■ Description of the task:
In the text passage, how long before his departure was he greeted by the woman?

-- Text passage follows --

The first moment of doubt came in a pleasing form. Two months before his departure, he was greeted by a woman who was everything he had ever wanted in a companion. The feeling was mutual, and they represented each other's ideal lover and partner. He could have chosen this new path. Yet, he realized that to change directions at this point in his journey would put everything that happened from this point forward in her lap. It was not something he was prepared to do. He had made a decision to follow one path, a path littered with visions and prophesy, and to subvert that for this woman would have made her responsible for the rest of his life. His potential regrets would be her future guilt and sorrow. The change had to come, but he had moments of doubt when he was with her. To give up this kind of passion and happiness on an absurd journey into the unknown was a questionable decision.

Yet he realized that his love was eternal and unconditional. Not being with someone did not mean that he needed to stop loving someone. He never stopped loving her, and he never let his doubts change who he was. He let them enlighten him. It was the sign that there would be sacrifice on the road ahead. "This will be the hardest thing you will ever do."

-- Text passage concluded --
-- Provided data follows --

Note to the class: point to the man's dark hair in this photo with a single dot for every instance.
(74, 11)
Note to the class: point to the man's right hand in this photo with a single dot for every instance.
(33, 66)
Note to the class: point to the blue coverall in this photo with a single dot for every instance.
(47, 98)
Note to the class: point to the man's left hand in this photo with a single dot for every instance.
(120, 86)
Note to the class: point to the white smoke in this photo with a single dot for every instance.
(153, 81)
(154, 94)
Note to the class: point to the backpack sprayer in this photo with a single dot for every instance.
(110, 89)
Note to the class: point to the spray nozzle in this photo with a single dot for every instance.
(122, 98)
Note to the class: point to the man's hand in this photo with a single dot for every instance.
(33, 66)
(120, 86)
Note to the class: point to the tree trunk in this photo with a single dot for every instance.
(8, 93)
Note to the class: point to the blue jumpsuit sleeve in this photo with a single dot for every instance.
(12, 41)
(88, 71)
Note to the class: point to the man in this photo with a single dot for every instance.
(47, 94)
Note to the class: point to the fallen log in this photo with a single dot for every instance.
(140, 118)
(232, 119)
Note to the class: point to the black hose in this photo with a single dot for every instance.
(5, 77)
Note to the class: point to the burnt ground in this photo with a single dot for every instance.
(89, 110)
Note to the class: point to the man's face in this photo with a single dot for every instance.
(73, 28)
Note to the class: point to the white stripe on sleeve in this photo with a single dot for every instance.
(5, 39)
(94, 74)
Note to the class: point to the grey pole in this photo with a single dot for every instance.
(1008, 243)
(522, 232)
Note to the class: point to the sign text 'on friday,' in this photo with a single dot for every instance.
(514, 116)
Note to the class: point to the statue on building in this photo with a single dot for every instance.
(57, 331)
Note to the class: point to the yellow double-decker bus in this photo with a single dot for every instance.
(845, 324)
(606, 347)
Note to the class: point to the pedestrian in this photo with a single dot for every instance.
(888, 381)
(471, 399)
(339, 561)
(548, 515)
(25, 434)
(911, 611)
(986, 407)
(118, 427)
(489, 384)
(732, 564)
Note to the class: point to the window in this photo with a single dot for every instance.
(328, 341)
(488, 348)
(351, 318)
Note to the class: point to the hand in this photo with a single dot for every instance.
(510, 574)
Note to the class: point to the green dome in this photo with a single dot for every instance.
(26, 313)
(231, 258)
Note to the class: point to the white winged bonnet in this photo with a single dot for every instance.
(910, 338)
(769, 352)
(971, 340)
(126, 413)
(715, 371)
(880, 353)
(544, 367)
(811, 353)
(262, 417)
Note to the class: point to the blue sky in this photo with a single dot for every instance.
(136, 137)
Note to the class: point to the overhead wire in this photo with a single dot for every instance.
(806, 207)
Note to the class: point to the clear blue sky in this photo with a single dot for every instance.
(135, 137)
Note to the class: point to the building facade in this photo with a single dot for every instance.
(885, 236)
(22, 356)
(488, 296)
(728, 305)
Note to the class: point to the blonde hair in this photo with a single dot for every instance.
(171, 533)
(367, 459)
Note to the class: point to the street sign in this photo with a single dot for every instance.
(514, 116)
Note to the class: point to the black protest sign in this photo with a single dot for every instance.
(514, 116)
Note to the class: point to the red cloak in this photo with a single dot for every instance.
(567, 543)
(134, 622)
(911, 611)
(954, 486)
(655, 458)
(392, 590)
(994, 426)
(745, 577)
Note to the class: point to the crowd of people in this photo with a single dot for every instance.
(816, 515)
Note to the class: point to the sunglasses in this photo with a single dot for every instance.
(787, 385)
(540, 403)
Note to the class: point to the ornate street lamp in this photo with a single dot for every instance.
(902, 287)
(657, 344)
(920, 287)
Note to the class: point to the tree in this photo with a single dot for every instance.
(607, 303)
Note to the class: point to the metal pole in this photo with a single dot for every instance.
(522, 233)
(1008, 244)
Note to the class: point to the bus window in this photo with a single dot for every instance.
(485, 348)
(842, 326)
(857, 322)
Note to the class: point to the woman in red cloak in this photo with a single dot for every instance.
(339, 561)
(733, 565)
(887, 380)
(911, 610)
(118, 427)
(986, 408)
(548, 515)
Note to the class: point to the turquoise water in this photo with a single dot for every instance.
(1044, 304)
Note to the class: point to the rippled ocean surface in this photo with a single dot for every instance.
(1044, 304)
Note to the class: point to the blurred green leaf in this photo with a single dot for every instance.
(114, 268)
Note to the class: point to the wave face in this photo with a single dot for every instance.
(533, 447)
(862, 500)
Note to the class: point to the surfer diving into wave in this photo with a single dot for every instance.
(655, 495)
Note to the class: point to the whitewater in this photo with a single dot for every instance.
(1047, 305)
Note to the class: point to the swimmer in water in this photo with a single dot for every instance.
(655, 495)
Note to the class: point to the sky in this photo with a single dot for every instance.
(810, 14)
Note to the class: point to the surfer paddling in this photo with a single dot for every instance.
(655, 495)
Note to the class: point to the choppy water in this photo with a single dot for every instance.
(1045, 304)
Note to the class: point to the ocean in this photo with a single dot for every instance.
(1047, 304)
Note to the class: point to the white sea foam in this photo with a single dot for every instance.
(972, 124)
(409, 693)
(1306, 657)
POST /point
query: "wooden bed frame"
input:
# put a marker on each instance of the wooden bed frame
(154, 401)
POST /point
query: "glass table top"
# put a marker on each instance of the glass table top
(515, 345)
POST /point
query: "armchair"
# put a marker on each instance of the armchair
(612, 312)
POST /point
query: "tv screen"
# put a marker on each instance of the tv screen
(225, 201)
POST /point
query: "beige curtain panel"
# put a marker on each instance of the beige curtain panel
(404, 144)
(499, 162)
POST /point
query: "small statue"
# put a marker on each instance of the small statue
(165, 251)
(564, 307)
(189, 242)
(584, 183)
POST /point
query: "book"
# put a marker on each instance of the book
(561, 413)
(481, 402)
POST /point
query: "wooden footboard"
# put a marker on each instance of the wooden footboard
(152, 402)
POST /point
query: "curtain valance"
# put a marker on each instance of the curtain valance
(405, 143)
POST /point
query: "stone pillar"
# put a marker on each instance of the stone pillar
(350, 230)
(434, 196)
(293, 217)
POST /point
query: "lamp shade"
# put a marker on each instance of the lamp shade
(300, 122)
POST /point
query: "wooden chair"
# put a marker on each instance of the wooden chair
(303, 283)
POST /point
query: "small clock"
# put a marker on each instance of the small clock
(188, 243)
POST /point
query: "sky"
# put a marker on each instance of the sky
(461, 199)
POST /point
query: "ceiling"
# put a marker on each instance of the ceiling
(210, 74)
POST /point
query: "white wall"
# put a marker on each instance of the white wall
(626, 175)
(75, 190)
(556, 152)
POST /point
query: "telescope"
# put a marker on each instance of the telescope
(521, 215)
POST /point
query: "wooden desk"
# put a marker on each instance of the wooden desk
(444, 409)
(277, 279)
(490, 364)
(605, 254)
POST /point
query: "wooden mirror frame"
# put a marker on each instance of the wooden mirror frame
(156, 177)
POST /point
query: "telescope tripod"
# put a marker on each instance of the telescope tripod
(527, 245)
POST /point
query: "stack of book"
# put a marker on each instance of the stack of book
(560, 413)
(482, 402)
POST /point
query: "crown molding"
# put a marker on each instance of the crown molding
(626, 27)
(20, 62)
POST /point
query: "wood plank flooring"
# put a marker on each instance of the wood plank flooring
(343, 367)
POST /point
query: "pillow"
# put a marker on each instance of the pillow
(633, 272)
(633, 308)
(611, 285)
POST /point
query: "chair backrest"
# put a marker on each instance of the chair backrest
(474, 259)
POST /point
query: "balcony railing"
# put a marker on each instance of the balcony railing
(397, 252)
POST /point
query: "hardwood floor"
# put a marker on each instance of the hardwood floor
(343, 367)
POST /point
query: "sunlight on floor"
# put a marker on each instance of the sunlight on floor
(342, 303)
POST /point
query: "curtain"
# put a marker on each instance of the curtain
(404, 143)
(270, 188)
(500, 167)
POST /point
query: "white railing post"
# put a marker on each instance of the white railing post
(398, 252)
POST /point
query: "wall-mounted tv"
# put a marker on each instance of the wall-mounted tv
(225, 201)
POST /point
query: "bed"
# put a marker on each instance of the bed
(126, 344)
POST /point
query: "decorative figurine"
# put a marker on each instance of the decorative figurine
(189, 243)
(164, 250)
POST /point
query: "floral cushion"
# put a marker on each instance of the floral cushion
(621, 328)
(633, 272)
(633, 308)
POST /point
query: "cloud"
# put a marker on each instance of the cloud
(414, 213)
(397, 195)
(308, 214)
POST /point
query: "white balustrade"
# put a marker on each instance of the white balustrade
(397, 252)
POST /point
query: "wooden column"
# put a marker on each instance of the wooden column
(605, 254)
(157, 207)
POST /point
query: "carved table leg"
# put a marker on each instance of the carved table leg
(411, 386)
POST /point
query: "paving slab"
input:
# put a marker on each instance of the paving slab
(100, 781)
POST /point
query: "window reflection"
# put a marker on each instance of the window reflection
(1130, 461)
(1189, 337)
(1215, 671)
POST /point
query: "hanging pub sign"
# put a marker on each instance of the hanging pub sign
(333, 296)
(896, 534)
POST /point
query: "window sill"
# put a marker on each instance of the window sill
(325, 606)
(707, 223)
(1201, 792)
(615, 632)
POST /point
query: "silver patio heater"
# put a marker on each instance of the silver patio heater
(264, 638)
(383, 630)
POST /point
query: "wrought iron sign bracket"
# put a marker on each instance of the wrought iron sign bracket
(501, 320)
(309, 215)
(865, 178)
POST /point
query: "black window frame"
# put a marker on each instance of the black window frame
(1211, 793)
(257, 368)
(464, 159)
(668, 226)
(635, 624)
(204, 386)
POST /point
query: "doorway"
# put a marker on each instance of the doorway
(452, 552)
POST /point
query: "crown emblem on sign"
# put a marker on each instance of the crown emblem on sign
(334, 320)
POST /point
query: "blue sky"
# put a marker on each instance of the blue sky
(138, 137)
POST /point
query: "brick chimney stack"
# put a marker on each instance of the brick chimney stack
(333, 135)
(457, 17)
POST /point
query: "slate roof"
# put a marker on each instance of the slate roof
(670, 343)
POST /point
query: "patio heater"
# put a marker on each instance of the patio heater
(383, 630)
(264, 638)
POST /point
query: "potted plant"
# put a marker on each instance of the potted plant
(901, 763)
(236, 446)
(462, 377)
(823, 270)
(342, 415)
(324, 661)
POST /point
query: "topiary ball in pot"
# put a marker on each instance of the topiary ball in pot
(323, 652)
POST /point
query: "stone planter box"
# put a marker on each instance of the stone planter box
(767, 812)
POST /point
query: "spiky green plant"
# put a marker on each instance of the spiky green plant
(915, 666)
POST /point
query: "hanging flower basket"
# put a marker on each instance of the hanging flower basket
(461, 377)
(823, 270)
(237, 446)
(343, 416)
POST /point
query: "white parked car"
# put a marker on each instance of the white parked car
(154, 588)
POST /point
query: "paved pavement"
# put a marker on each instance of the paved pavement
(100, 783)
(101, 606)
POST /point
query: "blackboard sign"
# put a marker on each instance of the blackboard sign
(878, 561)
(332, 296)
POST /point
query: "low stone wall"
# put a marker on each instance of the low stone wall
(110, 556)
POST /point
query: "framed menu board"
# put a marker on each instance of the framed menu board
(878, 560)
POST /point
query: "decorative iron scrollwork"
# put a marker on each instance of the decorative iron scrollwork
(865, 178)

-- Provided data concluded --

■ Worked solution:
Two months before his departure.